(Rows of box annotation data)
__________

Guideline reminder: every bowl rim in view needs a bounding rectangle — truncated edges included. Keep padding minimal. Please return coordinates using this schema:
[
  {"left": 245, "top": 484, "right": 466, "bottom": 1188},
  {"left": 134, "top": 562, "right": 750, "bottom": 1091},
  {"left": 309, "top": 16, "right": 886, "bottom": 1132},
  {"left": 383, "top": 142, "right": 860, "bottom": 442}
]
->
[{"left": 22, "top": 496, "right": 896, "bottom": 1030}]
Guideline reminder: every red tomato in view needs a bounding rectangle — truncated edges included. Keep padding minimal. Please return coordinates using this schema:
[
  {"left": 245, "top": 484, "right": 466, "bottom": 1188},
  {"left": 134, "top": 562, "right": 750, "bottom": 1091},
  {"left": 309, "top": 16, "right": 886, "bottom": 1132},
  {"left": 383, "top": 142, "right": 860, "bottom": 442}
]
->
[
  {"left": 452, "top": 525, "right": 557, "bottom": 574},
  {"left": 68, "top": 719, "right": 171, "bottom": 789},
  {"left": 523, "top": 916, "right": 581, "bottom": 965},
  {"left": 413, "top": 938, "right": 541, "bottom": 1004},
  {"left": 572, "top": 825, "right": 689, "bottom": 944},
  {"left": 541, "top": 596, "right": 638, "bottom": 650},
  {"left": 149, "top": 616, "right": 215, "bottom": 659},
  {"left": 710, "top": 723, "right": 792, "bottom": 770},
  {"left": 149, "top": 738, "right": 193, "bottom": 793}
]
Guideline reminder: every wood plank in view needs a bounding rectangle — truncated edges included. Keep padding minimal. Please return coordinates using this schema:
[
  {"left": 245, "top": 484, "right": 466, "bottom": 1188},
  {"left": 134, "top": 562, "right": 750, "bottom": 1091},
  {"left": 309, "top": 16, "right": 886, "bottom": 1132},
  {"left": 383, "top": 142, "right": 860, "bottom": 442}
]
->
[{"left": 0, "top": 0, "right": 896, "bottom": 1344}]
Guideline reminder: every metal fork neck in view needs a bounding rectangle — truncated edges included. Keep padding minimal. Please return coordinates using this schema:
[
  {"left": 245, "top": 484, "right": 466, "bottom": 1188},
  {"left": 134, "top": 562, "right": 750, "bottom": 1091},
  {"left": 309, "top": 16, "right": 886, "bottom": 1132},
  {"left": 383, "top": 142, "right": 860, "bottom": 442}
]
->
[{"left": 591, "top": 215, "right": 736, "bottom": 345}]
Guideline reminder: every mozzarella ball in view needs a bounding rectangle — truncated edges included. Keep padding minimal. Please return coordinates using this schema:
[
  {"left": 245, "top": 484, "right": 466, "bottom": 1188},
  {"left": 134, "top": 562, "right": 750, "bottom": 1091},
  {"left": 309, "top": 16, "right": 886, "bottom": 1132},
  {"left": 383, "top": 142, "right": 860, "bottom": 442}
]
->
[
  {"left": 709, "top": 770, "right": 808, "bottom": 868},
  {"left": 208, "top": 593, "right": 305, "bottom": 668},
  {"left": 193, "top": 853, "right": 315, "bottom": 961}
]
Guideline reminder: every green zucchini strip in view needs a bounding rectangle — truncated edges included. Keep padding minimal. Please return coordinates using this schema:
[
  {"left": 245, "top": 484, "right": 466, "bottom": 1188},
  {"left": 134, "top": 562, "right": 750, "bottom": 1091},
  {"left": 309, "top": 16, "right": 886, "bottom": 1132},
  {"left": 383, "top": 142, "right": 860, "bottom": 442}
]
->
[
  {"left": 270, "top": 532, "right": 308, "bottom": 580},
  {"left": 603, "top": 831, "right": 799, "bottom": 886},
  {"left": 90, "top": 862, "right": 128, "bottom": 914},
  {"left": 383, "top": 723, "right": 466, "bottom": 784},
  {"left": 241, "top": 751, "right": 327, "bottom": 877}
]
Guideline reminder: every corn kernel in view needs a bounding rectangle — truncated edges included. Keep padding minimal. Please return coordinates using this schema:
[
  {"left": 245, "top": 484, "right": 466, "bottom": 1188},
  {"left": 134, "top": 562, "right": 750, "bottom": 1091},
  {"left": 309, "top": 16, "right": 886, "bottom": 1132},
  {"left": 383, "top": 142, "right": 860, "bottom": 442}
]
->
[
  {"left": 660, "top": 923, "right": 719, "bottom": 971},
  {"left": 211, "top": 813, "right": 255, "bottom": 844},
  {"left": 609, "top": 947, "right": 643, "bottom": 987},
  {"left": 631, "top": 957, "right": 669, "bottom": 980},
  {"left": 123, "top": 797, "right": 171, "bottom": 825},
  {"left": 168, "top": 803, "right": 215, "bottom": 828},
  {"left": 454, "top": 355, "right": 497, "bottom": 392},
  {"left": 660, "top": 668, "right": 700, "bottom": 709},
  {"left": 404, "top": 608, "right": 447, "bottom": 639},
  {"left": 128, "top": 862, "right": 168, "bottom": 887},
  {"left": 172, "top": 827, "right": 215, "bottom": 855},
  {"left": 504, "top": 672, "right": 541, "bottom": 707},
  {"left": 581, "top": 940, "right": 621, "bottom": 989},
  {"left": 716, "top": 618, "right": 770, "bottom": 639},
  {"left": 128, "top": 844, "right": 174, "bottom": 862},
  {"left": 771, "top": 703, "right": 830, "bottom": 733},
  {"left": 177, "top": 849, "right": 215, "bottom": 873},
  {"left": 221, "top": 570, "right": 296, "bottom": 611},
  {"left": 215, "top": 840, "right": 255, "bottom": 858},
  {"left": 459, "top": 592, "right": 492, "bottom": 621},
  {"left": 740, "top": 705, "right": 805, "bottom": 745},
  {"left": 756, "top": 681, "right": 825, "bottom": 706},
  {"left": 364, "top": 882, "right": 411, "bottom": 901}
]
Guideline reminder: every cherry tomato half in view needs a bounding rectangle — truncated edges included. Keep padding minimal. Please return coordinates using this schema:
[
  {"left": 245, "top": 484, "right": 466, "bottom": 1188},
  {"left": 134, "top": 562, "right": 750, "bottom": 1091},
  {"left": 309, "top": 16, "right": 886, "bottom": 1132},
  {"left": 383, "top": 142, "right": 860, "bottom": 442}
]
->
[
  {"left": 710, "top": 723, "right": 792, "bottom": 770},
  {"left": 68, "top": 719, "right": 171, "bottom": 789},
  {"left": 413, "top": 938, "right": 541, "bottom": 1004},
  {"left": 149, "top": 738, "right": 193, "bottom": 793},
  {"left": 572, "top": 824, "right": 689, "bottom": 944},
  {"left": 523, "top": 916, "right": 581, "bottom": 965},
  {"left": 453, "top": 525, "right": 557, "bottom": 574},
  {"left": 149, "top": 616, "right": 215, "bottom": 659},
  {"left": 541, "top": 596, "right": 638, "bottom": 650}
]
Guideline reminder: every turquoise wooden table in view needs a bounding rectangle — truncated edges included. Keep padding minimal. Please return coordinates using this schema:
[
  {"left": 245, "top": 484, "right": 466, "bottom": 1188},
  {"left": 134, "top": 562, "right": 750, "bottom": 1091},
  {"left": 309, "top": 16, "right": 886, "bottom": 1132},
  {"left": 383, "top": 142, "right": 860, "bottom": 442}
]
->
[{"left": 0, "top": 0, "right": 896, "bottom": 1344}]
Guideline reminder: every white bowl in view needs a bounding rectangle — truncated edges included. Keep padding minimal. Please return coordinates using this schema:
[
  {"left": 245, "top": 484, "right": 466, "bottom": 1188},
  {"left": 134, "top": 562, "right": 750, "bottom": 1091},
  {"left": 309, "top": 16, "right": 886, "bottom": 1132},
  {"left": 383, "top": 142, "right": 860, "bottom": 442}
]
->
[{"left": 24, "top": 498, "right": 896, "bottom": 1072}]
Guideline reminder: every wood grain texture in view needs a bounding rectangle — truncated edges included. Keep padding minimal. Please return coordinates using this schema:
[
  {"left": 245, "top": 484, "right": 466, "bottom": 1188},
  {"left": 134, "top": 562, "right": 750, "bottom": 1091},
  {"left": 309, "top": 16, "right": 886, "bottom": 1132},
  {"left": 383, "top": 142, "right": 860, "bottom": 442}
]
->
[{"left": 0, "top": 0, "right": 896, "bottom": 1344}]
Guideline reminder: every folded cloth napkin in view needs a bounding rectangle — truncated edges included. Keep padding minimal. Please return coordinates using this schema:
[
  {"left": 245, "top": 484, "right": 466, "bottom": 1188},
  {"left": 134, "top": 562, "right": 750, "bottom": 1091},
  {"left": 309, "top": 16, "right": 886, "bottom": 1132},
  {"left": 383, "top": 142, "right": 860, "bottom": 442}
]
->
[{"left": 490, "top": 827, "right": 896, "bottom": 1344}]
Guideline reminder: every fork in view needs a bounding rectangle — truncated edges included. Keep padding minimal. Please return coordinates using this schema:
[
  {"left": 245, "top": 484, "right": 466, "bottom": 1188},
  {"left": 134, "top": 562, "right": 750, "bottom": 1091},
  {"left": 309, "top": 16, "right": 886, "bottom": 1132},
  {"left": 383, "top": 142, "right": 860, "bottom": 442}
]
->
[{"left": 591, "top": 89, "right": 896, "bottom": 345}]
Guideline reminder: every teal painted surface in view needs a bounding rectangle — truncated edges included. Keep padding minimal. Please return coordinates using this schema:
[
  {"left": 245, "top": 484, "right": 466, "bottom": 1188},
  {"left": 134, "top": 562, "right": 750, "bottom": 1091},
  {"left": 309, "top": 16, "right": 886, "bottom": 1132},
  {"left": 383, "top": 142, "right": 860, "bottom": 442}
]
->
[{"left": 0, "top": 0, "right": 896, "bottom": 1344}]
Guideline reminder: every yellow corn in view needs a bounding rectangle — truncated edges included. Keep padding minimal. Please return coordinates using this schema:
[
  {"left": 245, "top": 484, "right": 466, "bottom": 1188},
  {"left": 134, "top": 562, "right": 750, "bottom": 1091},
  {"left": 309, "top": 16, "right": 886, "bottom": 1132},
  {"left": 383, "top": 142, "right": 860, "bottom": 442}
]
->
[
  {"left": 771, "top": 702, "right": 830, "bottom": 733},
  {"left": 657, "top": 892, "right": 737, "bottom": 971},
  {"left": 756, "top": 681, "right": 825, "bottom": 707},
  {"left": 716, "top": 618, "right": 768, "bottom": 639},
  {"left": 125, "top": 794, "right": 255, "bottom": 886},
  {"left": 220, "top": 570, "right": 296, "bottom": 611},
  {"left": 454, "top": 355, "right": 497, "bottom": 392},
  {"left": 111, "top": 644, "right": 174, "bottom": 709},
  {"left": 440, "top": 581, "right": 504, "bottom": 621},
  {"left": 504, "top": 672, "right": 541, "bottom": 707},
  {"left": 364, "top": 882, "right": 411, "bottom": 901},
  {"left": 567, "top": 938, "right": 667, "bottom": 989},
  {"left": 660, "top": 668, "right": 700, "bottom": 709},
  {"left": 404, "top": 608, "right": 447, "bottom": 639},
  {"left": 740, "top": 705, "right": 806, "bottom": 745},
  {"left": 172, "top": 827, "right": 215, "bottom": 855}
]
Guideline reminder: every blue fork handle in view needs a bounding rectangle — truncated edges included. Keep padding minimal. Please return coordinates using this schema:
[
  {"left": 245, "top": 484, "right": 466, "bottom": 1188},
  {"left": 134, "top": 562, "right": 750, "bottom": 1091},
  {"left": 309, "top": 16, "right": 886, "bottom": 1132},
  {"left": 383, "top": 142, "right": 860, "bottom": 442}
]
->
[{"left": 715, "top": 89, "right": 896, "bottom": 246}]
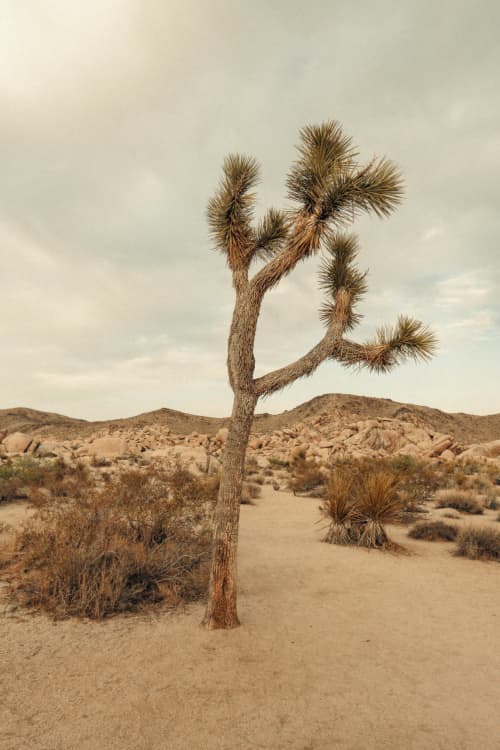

__________

◆ **Stated goal**: Which lines in the items above contain the word "bowl"? Locate each one and copy it out in full.

◆ **Final result**:
Guideline reminder: every bowl rim in view needs a bounding rectangle — truncated edges included. Keep padding minimal. Please return coordinates using this schema:
Guideline reminder: every white bowl in view needs a bounding rectangle — truncated edges included. Keep padding minimal. Please return coordinates using this schema:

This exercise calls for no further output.